*** DATA PROVIDED

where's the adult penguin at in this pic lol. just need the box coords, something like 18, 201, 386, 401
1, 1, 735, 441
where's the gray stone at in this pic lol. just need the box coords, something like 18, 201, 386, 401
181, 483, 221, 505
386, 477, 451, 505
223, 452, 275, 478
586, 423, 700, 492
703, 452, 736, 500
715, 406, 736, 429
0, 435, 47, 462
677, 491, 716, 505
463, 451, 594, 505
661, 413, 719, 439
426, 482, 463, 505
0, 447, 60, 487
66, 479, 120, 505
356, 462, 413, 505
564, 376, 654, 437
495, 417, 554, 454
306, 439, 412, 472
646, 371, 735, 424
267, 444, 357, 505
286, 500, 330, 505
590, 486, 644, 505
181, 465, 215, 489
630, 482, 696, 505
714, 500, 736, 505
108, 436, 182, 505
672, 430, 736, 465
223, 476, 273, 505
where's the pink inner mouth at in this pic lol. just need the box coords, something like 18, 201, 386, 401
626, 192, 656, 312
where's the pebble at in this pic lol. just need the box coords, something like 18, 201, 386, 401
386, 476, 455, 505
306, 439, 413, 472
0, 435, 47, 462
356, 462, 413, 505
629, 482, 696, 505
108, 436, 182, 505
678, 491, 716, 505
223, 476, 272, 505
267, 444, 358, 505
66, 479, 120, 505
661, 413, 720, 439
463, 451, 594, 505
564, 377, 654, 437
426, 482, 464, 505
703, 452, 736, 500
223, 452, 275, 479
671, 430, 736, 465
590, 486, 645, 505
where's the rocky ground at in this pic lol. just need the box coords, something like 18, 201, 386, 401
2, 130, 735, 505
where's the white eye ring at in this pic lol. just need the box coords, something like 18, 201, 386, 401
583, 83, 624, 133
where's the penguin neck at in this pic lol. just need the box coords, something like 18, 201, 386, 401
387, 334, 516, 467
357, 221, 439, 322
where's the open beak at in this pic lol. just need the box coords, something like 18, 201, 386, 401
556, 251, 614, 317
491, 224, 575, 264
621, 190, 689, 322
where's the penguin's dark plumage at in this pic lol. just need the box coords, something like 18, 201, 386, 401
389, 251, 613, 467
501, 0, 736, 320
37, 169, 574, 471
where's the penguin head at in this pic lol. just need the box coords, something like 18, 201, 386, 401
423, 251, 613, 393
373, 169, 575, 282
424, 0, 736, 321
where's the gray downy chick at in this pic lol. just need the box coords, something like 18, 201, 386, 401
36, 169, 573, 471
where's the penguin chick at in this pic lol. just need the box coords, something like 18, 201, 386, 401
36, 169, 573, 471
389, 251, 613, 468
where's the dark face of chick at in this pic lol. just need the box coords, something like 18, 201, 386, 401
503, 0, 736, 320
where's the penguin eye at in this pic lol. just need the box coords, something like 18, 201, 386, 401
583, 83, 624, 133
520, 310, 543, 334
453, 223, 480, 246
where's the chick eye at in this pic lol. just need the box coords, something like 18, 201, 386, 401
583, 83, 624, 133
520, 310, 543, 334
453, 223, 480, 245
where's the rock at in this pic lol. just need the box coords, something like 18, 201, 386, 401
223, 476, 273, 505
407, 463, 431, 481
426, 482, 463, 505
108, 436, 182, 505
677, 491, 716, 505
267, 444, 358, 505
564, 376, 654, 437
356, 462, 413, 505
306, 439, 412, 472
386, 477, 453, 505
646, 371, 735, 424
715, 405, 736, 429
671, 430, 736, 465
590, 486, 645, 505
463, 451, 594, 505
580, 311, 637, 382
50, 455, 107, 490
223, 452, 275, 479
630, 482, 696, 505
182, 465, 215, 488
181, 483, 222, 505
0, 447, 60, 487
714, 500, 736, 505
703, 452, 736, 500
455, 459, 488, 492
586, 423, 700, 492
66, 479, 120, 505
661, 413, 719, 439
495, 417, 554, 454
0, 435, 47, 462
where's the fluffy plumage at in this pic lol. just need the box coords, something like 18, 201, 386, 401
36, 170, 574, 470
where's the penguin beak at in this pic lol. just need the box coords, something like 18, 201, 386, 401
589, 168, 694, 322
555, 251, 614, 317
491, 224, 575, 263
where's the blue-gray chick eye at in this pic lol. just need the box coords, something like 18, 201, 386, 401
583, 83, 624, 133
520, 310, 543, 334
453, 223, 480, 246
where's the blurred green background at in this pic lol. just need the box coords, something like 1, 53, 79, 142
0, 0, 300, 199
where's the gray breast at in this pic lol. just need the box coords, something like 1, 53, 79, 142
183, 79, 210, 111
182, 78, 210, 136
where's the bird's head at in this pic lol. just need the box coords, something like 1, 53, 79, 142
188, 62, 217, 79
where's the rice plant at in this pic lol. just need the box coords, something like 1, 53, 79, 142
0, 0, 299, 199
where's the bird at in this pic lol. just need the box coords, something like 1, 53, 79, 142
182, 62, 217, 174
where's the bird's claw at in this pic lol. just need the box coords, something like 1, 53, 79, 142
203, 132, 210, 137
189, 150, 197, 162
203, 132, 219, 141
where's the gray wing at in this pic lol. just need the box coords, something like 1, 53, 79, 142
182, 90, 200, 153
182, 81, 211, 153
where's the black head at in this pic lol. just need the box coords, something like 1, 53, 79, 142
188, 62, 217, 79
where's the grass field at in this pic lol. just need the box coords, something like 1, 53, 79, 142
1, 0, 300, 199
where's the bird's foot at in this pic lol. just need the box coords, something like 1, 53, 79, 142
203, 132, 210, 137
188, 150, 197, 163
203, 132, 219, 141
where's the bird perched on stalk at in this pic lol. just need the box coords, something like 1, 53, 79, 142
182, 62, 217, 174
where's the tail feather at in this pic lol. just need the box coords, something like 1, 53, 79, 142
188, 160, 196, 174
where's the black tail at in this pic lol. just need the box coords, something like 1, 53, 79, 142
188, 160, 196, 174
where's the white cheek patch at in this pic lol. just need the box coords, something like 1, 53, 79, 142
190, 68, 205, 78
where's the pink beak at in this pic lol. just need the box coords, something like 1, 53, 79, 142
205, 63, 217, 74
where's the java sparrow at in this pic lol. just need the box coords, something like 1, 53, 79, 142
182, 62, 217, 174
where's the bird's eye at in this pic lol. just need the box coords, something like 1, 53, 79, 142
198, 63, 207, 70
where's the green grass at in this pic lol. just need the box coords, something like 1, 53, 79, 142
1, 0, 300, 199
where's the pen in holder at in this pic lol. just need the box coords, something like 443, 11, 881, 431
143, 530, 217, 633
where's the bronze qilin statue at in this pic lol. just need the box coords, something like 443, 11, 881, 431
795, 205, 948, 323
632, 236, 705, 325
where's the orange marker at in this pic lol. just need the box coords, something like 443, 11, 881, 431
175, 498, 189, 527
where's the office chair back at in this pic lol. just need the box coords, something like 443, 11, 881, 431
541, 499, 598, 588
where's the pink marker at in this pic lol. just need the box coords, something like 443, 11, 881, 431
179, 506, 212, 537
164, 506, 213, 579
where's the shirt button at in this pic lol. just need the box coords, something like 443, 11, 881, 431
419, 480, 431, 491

******

AIM OF THE TASK: A full, exact copy of the entries is the required answer.

SOLUTION TO THIS EXERCISE:
where's the adult penguin at in this pic lol. just need the box coords, something like 18, 201, 386, 401
1, 1, 735, 441
where's the gray stone at in this pic lol. just need the box coords, something like 18, 201, 386, 401
181, 483, 221, 505
386, 477, 451, 505
223, 452, 275, 478
586, 423, 700, 492
703, 452, 736, 500
715, 406, 736, 429
0, 435, 47, 462
677, 491, 716, 505
463, 451, 594, 505
661, 413, 719, 439
426, 482, 463, 505
0, 447, 60, 487
66, 479, 120, 505
356, 462, 413, 505
564, 376, 654, 437
495, 417, 554, 454
306, 439, 412, 472
646, 371, 735, 424
267, 444, 357, 505
286, 500, 330, 505
590, 486, 644, 505
181, 465, 215, 489
630, 482, 696, 505
714, 500, 736, 505
108, 436, 182, 505
672, 430, 736, 465
223, 476, 273, 505
where's the pink inner mouth at in this pic lol. just need the box coords, something like 18, 201, 386, 401
626, 192, 656, 312
where's the pebble at in this pic lol. just need the box coords, something like 18, 201, 386, 401
386, 476, 455, 505
306, 439, 413, 472
0, 435, 47, 462
356, 462, 413, 505
629, 482, 696, 505
108, 436, 182, 505
678, 491, 716, 505
223, 476, 272, 505
267, 444, 358, 505
66, 479, 120, 505
661, 413, 720, 439
463, 451, 594, 505
564, 377, 654, 437
426, 482, 464, 505
703, 452, 736, 500
223, 452, 275, 479
671, 430, 736, 465
590, 486, 645, 505
where's the rocky ground at in this pic lol. just need the box coords, something like 18, 201, 386, 401
2, 130, 735, 505
where's the white eye ring at in this pic lol. just need the box coords, something like 18, 201, 386, 401
583, 83, 624, 133
where's the penguin neck at in this pic lol. just need the box coords, something like 18, 201, 386, 401
387, 334, 516, 467
357, 221, 439, 322
where's the open beak at in this pic lol. just need the box coords, something like 18, 201, 386, 401
556, 251, 614, 317
491, 224, 575, 264
621, 190, 689, 322
where's the penguin's dark plumage at in this pic lol. just need the box coords, something like 18, 201, 386, 401
389, 251, 613, 467
501, 0, 736, 320
37, 169, 574, 471
where's the penguin head at in this pic lol. just need the box coords, something like 18, 201, 386, 401
423, 251, 613, 393
373, 169, 575, 282
424, 0, 736, 321
where's the gray downy chick at in this pic lol. just need the box coords, something like 18, 201, 386, 401
36, 169, 573, 471
where's the penguin chick at in this pic lol. just need the box coords, something like 18, 201, 386, 401
36, 169, 573, 471
389, 251, 613, 468
where's the dark face of chick at in this pic lol. just need the box coords, something like 18, 201, 386, 401
503, 0, 736, 320
where's the penguin eye at in this pic lol. just need the box coords, something like 18, 201, 386, 401
583, 83, 624, 133
520, 310, 543, 334
453, 223, 480, 246
where's the chick eye at in this pic lol. just need the box coords, something like 18, 201, 386, 401
583, 83, 624, 133
520, 310, 543, 334
453, 223, 480, 245
where's the rock at in this pic lol. just need the box coords, something like 18, 201, 386, 401
223, 476, 273, 505
407, 463, 431, 481
426, 482, 463, 505
108, 436, 182, 505
677, 491, 716, 505
267, 444, 358, 505
564, 376, 654, 437
356, 462, 413, 505
306, 439, 412, 472
386, 477, 453, 505
646, 371, 735, 424
715, 405, 736, 429
671, 430, 736, 465
590, 486, 645, 505
463, 451, 594, 505
580, 311, 637, 382
50, 455, 107, 490
223, 452, 275, 479
630, 482, 696, 505
182, 465, 215, 488
181, 483, 222, 505
0, 447, 60, 487
714, 500, 736, 505
703, 452, 736, 500
455, 459, 488, 492
586, 423, 700, 492
66, 479, 120, 505
661, 413, 719, 439
495, 417, 554, 454
0, 435, 47, 462
where's the fluffy plumage at in this pic lol. just need the box coords, something like 18, 201, 386, 401
36, 170, 574, 470
where's the penguin beak at in this pic lol. just need the box coords, something like 18, 201, 386, 401
589, 168, 694, 322
555, 251, 614, 317
491, 224, 575, 263
where's the blue-gray chick eye at in this pic lol. just need the box coords, something like 18, 201, 386, 401
583, 83, 624, 133
520, 310, 543, 334
453, 223, 480, 246
where's the blurred green background at in this pic lol. just need the box coords, something like 1, 53, 79, 142
0, 0, 300, 199
where's the gray breast at in this pic lol. just need the box coords, something like 1, 53, 79, 142
183, 79, 210, 111
182, 78, 210, 136
where's the bird's head at in this pic lol. just need the box coords, something like 1, 53, 79, 142
188, 62, 217, 79
where's the rice plant at in this pic lol. just need the box coords, something like 1, 53, 79, 142
0, 0, 299, 199
where's the bird at in this pic lol. just need the box coords, something like 1, 53, 79, 142
182, 62, 217, 174
where's the bird's claw at in this pic lol. just need the box coords, something like 1, 53, 79, 142
203, 132, 210, 137
189, 150, 197, 162
203, 132, 219, 141
where's the gray wing at in this pic lol. just need the box coords, something like 1, 53, 79, 142
182, 90, 200, 153
182, 81, 211, 153
where's the black head at in this pic lol. just need the box coords, something like 1, 53, 79, 142
188, 62, 217, 79
where's the grass field at in this pic lol. just need the box coords, something like 1, 53, 79, 142
1, 0, 300, 199
where's the bird's foot at in this pic lol. just need the box coords, something like 1, 53, 79, 142
203, 132, 210, 137
188, 150, 197, 163
203, 132, 219, 141
where's the bird perched on stalk at in this pic lol. just need the box coords, something like 1, 53, 79, 142
182, 62, 217, 174
where's the tail feather at in this pic lol. just need the box coords, something like 1, 53, 79, 142
188, 160, 196, 174
where's the black tail at in this pic lol. just need the box coords, something like 1, 53, 79, 142
188, 160, 196, 174
where's the white cheek patch at in this pic lol. just need the box coords, something like 1, 53, 79, 142
190, 68, 205, 78
where's the pink beak at in this pic lol. just need the box coords, something like 1, 53, 79, 142
205, 63, 217, 74
where's the java sparrow at in this pic lol. just need the box coords, something like 1, 53, 79, 142
182, 62, 217, 174
where's the bird's eye at in this pic lol. just need the box coords, something like 1, 53, 79, 142
198, 63, 207, 70
where's the green grass at in this pic lol. just need the box coords, something like 1, 53, 79, 142
1, 0, 300, 199
where's the pen in holder at in this pic lol. just need the box coords, something like 443, 11, 881, 431
143, 530, 217, 633
where's the bronze qilin statue at in this pic lol. just need the box coords, something like 443, 11, 881, 431
795, 205, 948, 323
632, 236, 705, 325
where's the orange marker at in this pic lol. just need the box coords, something like 443, 11, 881, 431
175, 498, 189, 527
where's the office chair back at in this pic lol. just need the box coords, something like 443, 11, 881, 431
541, 499, 598, 588
where's the pink marker at in this pic lol. just need the box coords, something like 443, 11, 881, 431
179, 506, 212, 537
164, 506, 213, 579
where's the shirt button at in this pic lol. just need the box coords, something like 443, 11, 881, 431
419, 480, 431, 491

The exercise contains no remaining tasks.